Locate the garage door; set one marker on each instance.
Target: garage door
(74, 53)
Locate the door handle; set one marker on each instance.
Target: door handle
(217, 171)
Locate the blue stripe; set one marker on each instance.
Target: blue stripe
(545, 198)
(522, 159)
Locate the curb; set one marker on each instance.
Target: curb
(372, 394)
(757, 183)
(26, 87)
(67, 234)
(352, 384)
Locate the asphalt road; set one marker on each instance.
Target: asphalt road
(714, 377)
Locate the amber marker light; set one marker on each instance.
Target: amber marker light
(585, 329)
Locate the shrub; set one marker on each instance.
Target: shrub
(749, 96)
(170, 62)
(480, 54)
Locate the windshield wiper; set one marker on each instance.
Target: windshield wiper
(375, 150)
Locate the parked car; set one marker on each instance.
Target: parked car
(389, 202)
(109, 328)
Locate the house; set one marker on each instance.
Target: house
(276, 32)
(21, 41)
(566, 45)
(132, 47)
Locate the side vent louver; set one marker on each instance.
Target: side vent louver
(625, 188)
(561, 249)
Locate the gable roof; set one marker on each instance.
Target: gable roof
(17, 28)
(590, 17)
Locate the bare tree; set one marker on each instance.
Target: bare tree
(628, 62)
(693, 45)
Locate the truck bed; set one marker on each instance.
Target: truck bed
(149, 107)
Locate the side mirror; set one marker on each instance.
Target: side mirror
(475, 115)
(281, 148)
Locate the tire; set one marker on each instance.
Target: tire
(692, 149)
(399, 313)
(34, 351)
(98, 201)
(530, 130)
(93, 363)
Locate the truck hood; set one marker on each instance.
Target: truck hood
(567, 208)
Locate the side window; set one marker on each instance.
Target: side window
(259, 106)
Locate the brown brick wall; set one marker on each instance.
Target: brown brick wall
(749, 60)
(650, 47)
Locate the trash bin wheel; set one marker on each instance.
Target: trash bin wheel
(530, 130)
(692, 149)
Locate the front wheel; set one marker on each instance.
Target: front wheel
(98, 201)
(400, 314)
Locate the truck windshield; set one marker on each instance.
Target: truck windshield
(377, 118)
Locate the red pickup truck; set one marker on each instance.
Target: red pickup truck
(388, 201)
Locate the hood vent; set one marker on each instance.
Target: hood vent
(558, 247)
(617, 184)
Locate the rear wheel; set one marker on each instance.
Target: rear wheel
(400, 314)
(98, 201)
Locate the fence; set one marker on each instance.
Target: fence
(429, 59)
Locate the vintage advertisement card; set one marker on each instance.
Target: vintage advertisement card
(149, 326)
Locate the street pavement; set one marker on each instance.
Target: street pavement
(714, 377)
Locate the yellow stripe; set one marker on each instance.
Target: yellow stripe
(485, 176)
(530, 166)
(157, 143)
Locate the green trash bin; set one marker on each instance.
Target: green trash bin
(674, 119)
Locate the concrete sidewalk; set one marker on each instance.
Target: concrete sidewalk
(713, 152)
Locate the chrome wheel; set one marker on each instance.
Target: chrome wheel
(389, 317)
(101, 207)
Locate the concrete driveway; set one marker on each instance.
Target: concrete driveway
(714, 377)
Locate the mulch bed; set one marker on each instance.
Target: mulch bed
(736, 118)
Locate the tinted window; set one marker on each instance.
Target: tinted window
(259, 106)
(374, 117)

■ ■ ■ ■ ■ ■ ■

WHAT YOU WILL DO: Quote exactly what appears from the line containing "Locate the concrete sidewalk;" through the final line of the listing above, including both of those lines.

RESPONSE AREA:
Locate the concrete sidewalk; set one marker on each instance.
Target: concrete sidewalk
(713, 152)
Locate the chrome wheel; set one marker on each instance.
Target: chrome wheel
(389, 317)
(101, 207)
Locate the concrete driveway; set one marker on each instance.
Target: concrete driveway
(714, 377)
Locate the mulch bed; set one marker on each instance.
Target: mulch bed
(736, 118)
Locate the tinted window; set one marker on each instance.
Target: tinted window
(259, 106)
(374, 117)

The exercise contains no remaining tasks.